**EXERCISE SET**.
1: Answer these from the passage on polygenic traits:
(a) What are traits with a wide range of variation, caused by several interacting genes, called?
(b) With a single light of two bulbs, what three possibilities for light are there?
(c) With two such lights in the same room, how many switches must be flipped up for very bright light?
2: Write the next part of the passage on polygenic traits, picking up after its final sentence.

Traits like these that display a wide range of variation result from the interaction of several genes, and are called polygenic traits (poly means “many,” and genic means “genes”).

In order to understand why polygenic traits lead to such a range of variations, try imagining each gene as a light with two light bulbs. Each light bulb is controlled by its own switch. If you flip one switch, one light bulb turns on and you get some light. If you flip the second switch, the second bulb turns on and you get more light. You can already see that you have three possibilities for light depending on how you flip the switches: no light, dim light, or bright light.

Now imagine that you have two of these lights in the same room, giving you many more possibilities. All the switches could be down for no light, or just one could be flipped up for dim light, two flipped up for more light, three flipped up for bright light, or all four for very bright light. If you had three of these lights in the same room, your range of possibilities would be even greater.

**Referring expression pointing data**.
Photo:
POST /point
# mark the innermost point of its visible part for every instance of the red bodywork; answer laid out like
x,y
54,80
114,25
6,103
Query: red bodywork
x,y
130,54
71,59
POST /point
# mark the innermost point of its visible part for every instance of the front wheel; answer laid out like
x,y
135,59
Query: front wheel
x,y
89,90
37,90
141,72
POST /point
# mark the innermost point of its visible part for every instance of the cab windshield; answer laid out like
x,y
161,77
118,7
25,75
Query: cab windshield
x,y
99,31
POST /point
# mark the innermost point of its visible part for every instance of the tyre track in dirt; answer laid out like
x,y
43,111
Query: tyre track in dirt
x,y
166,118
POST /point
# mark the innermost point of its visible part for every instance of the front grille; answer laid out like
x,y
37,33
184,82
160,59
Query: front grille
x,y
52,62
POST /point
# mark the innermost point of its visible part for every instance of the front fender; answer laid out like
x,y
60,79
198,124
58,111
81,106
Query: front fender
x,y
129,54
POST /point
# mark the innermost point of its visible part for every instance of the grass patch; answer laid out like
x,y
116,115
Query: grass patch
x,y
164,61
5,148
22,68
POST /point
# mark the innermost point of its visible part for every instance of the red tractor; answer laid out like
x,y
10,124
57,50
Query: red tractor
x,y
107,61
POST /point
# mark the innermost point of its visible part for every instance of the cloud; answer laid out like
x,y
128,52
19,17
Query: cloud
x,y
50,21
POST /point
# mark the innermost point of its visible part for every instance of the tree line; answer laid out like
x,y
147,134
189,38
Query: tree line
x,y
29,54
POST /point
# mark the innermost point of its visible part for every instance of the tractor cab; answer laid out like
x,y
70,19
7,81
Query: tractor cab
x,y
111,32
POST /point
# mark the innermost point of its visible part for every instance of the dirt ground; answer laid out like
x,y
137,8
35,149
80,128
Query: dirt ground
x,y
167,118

**ANSWER LIST**.
1:
(a) Polygenic traits.
(b) No light, dim light, or bright light.
(c) All four.

2:
Polygenic inheritance works very much like this light switch example. Several genes contribute to the appearance of the trait, just like several lights determined how much light was in the room. Each gene has two alleles, just like each light had two switches. Just like more lights in the room gave more possibilities for the amount of light, more genes controlling a trait gives more possibilities for what you would see in people.

Human eye, hair, and skin color are all polygenic traits that depend on the production and deposit of a protein called melanin. You have some genes that determine how much melanin you make, others that determine what types you make (some melanin is brown, some more reddish), and still others that determine where you deposit your melanin. Your parents gave you a certain combination of alleles for all these genes.

If you received lots of alleles that trigger melanin production and deposition, you may have dark skin, hair, and eyes. This would be like flipping on all the switches in our light example. But maybe you have alleles that trigger melanin production, and alleles that direct melanin deposition in your skin, but not the alleles for depositing much melanin in your eyes. If this is you, you might have dark skin but light eyes.

To make this a bit simpler, let’s just look at skin color. This image represents skin color as controlled by three genes. Two parents are shown that are heterozygous for each of the three genes. Along the edges of the giant Punnett square, you can see the various combinations of alleles the parents could give to their sperm and eggs. And then, inside the square itself, you see all the possible combinations that could be present in their children.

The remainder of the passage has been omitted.